::: Records for this task :::

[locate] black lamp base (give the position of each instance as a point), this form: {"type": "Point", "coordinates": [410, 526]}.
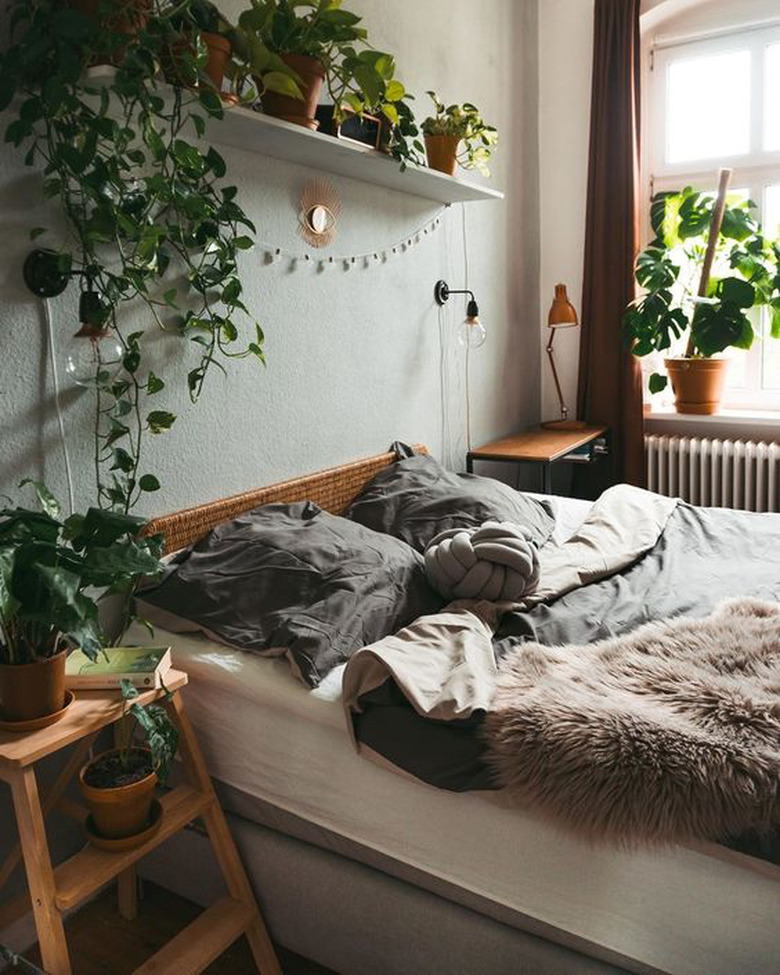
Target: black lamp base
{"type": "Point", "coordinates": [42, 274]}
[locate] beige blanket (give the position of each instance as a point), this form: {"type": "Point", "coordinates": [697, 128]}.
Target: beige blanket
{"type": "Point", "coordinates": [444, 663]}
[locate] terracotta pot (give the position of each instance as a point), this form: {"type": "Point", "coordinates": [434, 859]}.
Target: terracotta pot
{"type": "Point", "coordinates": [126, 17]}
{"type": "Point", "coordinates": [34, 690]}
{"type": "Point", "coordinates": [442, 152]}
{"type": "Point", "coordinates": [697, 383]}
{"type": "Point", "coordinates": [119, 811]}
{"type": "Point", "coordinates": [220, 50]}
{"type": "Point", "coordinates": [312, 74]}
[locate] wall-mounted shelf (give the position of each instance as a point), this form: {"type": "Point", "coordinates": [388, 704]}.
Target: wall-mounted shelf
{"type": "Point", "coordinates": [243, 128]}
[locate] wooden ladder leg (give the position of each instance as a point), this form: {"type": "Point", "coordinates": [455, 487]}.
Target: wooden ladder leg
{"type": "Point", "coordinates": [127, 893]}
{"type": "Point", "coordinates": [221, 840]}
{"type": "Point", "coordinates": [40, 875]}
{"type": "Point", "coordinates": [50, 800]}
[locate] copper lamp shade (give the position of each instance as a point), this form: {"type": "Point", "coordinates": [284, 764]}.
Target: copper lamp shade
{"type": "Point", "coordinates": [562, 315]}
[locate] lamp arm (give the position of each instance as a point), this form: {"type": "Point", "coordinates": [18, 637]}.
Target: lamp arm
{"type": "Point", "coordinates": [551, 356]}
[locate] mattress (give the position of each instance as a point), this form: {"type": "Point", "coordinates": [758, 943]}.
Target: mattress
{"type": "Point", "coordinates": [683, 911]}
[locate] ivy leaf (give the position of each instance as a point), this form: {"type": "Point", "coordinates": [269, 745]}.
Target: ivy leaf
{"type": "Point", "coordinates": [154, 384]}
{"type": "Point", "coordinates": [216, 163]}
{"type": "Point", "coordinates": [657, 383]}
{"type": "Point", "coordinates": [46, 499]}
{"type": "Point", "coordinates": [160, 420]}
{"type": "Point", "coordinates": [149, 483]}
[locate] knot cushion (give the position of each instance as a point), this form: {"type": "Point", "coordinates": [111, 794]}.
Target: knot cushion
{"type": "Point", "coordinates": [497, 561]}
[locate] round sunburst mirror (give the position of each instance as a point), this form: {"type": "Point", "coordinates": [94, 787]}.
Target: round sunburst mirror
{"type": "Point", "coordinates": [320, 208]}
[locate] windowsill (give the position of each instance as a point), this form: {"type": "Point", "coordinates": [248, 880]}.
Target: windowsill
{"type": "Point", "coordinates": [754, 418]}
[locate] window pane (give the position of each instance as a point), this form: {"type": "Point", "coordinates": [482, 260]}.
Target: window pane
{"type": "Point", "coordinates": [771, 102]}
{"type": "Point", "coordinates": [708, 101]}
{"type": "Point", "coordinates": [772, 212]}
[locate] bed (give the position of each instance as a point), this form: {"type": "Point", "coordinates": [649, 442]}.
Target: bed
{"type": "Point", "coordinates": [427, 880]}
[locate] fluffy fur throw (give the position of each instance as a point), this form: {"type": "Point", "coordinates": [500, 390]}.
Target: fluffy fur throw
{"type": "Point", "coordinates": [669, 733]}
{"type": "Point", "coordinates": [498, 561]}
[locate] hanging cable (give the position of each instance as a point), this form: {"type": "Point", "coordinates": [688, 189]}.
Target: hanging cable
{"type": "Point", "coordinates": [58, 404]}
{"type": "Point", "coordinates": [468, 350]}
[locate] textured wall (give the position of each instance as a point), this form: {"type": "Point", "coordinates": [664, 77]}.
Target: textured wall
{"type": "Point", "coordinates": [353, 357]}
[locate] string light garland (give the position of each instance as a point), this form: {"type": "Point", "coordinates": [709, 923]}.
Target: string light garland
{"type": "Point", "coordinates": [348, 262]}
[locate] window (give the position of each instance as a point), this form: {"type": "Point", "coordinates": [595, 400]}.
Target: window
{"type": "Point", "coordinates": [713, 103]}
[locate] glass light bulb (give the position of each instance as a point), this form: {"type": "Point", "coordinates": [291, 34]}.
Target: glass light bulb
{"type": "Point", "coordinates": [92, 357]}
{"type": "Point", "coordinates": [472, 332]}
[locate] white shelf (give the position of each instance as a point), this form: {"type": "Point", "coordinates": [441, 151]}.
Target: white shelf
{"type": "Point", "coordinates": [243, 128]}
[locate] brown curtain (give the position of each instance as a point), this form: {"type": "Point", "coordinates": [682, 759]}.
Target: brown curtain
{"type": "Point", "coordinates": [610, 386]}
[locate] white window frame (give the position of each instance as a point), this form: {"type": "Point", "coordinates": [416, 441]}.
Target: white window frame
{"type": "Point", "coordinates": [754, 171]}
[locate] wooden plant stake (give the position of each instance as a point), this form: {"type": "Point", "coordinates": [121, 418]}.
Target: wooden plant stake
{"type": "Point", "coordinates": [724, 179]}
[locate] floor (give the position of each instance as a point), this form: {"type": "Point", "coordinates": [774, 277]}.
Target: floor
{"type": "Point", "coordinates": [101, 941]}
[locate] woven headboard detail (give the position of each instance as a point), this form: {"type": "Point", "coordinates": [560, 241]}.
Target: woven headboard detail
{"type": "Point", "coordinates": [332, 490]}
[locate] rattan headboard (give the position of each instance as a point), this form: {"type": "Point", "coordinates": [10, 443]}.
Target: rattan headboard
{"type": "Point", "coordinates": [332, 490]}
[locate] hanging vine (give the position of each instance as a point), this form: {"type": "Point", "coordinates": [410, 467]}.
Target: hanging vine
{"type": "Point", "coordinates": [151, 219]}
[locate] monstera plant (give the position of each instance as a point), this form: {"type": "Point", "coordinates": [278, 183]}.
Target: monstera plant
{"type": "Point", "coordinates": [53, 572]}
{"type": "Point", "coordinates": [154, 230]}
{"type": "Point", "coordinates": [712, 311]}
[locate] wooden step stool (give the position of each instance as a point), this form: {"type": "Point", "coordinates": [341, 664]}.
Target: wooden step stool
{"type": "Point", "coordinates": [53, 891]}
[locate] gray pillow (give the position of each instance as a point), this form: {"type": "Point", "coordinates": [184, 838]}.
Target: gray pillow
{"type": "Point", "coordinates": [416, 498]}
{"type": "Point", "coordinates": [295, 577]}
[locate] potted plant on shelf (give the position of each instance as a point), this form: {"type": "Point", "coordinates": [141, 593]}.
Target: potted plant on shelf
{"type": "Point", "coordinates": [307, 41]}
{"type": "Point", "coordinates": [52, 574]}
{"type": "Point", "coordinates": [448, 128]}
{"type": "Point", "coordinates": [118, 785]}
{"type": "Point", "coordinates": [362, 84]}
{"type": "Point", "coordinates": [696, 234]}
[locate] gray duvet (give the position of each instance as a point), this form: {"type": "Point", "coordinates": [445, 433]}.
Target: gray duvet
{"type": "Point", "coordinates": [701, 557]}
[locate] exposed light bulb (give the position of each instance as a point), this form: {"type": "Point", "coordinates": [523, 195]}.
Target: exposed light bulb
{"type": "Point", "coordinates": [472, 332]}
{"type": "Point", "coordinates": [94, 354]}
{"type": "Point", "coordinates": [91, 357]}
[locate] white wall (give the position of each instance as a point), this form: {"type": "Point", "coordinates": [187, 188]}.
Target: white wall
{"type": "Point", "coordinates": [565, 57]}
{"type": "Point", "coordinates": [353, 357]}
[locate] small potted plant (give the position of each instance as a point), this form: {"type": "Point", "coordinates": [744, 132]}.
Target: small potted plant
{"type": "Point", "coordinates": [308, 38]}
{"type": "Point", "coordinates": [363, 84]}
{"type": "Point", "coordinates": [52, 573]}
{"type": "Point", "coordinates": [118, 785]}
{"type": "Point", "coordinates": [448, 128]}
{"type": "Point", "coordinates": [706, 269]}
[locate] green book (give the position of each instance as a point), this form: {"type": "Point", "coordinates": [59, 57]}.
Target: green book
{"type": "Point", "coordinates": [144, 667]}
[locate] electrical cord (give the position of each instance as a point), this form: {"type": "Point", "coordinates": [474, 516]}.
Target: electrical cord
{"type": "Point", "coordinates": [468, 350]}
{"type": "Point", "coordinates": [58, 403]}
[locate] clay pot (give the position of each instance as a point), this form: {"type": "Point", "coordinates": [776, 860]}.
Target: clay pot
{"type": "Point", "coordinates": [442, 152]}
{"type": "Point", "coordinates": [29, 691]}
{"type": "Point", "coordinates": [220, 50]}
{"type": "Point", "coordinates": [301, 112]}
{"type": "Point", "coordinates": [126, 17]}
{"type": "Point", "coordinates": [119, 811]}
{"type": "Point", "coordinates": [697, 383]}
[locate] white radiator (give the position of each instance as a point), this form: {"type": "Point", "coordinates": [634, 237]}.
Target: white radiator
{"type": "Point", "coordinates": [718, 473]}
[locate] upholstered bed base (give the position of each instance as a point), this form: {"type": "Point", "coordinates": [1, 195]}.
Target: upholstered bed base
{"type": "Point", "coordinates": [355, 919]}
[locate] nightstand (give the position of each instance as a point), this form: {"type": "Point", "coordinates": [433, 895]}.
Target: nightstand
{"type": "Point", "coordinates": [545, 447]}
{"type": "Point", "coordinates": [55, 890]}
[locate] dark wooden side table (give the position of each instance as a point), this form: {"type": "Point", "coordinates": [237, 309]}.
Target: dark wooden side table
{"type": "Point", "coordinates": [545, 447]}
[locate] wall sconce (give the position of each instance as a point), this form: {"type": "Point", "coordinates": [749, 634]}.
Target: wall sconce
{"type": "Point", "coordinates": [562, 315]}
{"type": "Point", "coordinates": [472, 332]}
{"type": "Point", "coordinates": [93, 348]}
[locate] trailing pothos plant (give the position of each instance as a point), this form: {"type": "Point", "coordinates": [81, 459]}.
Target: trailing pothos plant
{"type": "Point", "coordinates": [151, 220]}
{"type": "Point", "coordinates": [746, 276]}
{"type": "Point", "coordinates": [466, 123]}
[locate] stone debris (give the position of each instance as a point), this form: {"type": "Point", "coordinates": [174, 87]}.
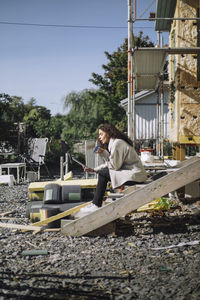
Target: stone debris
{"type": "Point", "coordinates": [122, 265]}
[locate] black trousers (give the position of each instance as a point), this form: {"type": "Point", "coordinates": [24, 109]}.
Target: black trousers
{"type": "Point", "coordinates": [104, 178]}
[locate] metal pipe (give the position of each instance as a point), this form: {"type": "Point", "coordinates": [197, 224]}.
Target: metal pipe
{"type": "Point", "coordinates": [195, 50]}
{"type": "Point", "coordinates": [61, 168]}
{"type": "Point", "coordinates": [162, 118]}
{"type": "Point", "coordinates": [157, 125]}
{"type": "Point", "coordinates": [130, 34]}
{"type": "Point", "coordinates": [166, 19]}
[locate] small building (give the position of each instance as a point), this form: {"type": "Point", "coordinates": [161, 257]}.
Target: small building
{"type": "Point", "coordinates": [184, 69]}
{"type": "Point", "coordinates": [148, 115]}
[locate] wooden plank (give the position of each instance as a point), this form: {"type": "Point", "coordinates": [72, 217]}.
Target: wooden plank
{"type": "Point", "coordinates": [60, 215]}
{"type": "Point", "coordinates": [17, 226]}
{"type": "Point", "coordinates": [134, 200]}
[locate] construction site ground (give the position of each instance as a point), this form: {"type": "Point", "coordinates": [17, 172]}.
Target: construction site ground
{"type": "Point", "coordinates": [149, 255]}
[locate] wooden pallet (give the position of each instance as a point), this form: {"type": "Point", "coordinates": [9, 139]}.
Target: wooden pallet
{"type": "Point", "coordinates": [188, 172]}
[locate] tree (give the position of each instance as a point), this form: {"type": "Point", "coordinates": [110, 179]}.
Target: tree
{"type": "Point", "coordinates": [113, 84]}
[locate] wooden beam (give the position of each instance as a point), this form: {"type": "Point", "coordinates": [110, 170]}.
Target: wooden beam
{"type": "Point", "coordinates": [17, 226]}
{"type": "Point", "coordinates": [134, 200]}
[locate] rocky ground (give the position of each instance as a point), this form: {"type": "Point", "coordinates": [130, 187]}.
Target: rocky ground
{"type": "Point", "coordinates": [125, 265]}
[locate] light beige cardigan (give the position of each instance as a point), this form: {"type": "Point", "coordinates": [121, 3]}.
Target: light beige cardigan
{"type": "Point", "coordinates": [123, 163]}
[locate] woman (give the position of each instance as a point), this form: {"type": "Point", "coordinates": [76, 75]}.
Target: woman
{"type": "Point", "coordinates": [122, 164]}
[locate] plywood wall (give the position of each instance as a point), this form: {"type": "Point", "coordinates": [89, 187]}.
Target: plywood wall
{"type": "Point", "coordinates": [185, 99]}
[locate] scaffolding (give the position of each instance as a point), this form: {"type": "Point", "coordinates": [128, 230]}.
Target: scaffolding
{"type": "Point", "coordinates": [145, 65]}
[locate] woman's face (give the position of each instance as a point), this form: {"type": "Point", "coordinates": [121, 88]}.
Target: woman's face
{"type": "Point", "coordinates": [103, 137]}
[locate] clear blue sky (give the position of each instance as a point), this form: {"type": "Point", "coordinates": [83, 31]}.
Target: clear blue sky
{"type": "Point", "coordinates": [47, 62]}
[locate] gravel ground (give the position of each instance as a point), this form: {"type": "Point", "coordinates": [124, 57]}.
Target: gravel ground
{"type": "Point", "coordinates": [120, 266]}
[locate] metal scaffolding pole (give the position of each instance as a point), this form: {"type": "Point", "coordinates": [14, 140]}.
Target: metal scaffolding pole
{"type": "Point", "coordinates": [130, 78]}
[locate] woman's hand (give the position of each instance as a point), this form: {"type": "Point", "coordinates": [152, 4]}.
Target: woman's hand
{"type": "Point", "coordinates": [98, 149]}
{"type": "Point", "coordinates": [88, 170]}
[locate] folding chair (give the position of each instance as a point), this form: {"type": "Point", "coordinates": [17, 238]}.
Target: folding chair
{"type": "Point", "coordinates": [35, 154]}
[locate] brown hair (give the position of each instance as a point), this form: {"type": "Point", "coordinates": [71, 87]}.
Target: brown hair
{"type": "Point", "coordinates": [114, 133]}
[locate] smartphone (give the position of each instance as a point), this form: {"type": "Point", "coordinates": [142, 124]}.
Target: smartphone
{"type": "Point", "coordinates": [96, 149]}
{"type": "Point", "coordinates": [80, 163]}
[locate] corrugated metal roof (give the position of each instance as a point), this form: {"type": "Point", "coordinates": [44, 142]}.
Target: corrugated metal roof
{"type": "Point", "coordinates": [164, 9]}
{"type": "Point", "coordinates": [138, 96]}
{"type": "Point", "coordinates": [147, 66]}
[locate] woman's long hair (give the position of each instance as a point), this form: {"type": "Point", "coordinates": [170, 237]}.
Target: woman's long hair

:::

Work request:
Will you return exactly the lines above from the one with "[locate] hanging vine" down to the one with "[locate] monstera plant", counting both as part of the range?

Exercise result:
[locate] hanging vine (give the position of each instance as a point), this form: {"type": "Point", "coordinates": [410, 467]}.
Target: hanging vine
{"type": "Point", "coordinates": [151, 219]}
[locate] monstera plant (give the position of each instance as a point), this form: {"type": "Point", "coordinates": [278, 183]}.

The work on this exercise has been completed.